#### PROBLEM DETAILS
Exactly the lines from the opening of the data through the line containing "Game engine object recognition — detect person" should be reproduced, please, with nothing added.
:::::
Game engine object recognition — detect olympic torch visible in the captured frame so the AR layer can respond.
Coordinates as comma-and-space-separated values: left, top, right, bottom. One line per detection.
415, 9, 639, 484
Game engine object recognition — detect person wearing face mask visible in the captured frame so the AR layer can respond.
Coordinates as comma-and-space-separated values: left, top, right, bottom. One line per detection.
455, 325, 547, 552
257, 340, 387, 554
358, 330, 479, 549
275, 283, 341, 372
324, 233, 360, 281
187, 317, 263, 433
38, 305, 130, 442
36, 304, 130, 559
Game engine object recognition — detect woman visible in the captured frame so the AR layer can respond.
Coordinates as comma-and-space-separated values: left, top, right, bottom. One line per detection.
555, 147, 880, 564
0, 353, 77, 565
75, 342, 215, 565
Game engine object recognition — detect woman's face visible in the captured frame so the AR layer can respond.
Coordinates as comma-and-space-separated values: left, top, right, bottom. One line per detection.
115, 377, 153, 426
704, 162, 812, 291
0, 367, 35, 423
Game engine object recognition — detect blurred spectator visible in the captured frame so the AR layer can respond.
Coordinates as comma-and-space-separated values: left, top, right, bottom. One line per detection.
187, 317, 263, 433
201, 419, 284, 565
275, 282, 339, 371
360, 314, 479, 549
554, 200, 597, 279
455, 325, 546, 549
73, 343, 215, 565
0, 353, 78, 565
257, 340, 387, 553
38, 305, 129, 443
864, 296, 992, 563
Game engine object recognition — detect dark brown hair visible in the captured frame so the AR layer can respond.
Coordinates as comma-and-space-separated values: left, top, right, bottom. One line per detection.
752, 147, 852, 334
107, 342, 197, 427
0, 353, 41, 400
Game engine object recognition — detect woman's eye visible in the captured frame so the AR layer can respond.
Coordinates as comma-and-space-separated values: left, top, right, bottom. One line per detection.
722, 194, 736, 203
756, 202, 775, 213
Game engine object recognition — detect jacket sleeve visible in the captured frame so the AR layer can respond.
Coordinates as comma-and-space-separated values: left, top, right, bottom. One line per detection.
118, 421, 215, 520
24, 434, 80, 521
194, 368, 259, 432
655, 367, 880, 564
:::::
#### PROBLEM SOLUTION
Game engine object recognition — detect olympic torch visible in the captured frame so the AR layer can respond.
Coordinates as comma-and-space-separated values: left, top, right, bottom. One line per detection.
415, 9, 639, 484
Game engine object recognition — detect person wearing face mask visible in the captured frame so the AR layer can respond.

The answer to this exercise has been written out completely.